GIVEN PROBLEM
Copy the lines below word for word, starting with the line containing "A single pin marks each instance of the framed" and continuing through the line containing "Query: street lamp", with both of those lines included.

Records from a data source
===
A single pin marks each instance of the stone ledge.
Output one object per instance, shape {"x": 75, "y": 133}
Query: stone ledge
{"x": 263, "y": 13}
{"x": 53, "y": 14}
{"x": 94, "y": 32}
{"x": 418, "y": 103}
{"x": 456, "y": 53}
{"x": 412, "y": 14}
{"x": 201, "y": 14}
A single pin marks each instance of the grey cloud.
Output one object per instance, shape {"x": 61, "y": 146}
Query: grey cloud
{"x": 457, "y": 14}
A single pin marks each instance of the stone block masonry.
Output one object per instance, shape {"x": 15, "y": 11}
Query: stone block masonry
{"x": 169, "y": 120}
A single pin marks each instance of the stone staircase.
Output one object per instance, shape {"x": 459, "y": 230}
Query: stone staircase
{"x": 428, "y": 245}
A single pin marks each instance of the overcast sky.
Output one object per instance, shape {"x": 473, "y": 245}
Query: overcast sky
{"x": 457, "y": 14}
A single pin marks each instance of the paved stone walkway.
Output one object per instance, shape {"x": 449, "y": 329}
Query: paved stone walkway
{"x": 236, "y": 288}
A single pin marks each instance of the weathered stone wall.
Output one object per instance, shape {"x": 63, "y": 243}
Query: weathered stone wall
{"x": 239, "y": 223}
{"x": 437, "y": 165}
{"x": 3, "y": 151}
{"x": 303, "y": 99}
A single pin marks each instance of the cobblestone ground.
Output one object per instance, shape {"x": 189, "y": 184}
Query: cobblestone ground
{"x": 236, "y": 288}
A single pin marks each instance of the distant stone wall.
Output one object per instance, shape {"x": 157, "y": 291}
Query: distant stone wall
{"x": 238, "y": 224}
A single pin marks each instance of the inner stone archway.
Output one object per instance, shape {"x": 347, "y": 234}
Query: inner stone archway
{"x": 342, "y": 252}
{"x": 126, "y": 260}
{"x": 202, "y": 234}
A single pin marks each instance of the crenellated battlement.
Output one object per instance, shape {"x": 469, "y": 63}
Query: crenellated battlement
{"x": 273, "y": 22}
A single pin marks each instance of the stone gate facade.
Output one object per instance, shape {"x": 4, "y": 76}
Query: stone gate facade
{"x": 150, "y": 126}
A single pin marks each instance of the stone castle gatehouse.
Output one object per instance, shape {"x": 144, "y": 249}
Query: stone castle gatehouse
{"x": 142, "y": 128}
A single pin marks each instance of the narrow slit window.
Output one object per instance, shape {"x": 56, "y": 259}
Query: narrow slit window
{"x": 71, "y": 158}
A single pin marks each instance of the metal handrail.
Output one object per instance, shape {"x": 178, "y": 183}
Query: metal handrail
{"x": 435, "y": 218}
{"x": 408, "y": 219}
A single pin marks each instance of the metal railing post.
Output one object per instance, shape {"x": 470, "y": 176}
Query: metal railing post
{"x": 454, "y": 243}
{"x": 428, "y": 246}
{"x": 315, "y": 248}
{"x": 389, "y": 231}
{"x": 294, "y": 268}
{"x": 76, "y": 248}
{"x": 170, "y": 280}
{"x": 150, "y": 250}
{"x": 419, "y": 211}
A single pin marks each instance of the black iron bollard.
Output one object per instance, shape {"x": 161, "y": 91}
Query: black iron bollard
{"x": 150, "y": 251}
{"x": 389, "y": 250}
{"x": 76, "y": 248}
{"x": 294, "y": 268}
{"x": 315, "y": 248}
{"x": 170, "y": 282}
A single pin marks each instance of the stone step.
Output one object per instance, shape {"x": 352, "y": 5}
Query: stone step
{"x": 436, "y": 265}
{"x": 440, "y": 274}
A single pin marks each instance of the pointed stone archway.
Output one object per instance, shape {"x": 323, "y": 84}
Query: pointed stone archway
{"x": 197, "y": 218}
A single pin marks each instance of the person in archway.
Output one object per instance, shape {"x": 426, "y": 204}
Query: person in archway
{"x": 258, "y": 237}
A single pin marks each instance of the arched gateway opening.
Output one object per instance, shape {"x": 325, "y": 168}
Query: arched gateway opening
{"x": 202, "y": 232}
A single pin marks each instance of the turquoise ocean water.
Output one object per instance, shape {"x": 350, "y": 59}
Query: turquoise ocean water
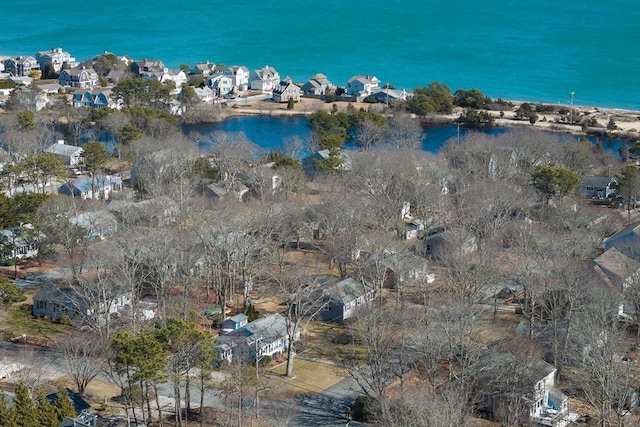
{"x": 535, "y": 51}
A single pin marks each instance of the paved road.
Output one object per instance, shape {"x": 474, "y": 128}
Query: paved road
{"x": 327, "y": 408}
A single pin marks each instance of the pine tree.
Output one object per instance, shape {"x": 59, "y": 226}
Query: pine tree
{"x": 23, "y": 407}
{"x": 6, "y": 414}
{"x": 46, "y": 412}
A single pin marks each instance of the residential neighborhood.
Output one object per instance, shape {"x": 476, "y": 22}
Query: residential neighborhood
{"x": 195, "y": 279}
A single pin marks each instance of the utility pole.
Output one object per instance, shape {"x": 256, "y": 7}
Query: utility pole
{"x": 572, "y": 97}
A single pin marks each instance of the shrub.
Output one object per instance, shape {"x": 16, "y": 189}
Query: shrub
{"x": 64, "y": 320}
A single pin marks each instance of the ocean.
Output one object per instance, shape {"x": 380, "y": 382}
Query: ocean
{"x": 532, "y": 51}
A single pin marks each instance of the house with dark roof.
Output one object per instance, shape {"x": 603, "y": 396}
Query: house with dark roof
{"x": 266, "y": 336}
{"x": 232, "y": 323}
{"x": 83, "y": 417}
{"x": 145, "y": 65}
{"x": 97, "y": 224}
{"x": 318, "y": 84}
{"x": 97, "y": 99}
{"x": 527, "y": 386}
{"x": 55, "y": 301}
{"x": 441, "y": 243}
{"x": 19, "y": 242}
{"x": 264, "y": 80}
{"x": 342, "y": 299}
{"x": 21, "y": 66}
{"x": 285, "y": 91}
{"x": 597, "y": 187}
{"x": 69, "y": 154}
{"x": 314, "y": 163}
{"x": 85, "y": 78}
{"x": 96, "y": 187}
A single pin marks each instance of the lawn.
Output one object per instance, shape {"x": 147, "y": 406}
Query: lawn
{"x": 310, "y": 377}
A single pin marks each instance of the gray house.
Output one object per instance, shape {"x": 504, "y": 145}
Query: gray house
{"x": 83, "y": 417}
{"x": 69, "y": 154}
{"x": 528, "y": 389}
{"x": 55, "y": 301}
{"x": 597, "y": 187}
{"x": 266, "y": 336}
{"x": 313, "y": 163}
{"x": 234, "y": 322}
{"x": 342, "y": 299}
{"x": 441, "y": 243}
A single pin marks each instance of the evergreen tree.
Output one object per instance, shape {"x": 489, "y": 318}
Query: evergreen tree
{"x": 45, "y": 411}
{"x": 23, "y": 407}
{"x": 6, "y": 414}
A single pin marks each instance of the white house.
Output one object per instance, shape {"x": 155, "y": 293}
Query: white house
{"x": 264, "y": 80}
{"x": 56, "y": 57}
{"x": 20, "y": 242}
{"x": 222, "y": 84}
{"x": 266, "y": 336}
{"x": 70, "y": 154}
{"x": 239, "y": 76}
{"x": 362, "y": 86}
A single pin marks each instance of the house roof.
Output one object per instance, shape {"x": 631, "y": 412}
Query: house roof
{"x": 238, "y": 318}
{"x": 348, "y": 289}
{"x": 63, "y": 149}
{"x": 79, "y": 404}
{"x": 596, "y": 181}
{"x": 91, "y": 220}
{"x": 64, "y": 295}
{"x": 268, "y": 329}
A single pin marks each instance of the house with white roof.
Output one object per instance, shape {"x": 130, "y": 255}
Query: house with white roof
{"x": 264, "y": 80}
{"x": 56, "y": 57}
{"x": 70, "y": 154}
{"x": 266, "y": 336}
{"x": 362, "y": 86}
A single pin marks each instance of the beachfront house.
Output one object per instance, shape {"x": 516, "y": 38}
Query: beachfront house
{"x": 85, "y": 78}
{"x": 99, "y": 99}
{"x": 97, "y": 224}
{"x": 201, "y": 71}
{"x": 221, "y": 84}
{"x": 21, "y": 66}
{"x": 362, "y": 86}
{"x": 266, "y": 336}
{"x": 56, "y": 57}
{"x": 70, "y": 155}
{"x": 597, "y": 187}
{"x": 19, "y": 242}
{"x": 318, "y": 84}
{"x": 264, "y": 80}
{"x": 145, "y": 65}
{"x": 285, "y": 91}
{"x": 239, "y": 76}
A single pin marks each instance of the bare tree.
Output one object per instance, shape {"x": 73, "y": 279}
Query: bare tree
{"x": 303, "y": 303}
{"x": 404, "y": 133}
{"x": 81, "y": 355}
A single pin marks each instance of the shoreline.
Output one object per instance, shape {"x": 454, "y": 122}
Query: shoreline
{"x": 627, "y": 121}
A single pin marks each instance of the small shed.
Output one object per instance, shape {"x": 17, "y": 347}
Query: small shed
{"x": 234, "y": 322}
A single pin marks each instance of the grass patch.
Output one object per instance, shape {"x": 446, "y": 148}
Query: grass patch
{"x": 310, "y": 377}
===
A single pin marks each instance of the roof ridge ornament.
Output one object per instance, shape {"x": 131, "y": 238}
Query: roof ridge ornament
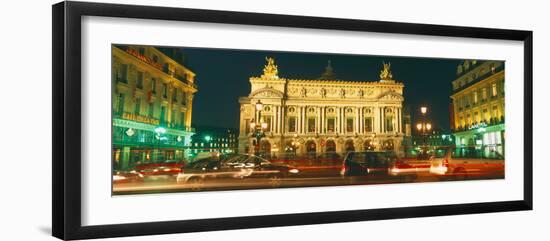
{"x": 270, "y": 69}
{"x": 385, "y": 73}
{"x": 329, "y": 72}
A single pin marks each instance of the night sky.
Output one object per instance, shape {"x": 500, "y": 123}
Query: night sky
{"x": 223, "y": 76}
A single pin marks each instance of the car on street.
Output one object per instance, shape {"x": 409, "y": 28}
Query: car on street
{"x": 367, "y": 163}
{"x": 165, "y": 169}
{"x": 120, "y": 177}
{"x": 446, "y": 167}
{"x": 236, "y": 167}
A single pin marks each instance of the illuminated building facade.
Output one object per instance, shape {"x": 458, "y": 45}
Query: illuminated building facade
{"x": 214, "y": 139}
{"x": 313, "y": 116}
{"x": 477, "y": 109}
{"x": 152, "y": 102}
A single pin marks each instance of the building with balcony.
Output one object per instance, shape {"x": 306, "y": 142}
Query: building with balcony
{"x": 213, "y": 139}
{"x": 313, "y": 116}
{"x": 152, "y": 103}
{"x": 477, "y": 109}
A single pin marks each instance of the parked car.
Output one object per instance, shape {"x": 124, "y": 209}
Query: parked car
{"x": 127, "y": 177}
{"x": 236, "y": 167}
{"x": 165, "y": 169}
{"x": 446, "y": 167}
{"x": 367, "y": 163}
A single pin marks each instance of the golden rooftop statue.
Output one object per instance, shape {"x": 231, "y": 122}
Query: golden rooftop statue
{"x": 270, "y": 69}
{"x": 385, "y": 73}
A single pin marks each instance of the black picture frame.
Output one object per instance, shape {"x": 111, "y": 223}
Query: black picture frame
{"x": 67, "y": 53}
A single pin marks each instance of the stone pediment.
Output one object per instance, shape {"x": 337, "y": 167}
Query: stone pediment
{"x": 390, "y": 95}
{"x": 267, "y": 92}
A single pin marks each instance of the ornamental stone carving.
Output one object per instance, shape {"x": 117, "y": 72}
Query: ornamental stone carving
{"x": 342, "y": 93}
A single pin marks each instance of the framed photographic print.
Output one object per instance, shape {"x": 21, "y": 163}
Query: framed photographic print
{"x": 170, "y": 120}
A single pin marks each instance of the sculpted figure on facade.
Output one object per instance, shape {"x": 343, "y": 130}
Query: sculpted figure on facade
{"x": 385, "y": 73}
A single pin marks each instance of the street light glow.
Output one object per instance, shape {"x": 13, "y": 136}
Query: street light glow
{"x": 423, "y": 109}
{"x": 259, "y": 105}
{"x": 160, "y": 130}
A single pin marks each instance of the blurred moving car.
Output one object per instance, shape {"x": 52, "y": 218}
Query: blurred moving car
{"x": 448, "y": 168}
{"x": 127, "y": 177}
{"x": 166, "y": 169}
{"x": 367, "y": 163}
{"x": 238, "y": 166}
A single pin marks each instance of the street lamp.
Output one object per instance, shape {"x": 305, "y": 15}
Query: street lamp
===
REPLY TO THE EXERCISE
A single pin marks each instance of the framed photographic print.
Output one object per instance, shape {"x": 21, "y": 163}
Query: framed photographic print
{"x": 170, "y": 120}
A single pin marks each instance of the sculpted figure on facade.
Output one object per instance, shape {"x": 343, "y": 130}
Query: sculpted figure on facade
{"x": 385, "y": 73}
A single pin marks each instance of the street light glow.
Output one object per instance, shape {"x": 13, "y": 136}
Query: street light glow
{"x": 423, "y": 109}
{"x": 259, "y": 105}
{"x": 160, "y": 130}
A single pin marks each instance of the blurred moving car.
Output one object per instance, shape {"x": 52, "y": 218}
Query: blurred moving car
{"x": 448, "y": 168}
{"x": 127, "y": 177}
{"x": 166, "y": 169}
{"x": 367, "y": 163}
{"x": 238, "y": 166}
A single pin marks each instance of the street lamp.
Output one object per instance, shape {"x": 305, "y": 15}
Query: street lamp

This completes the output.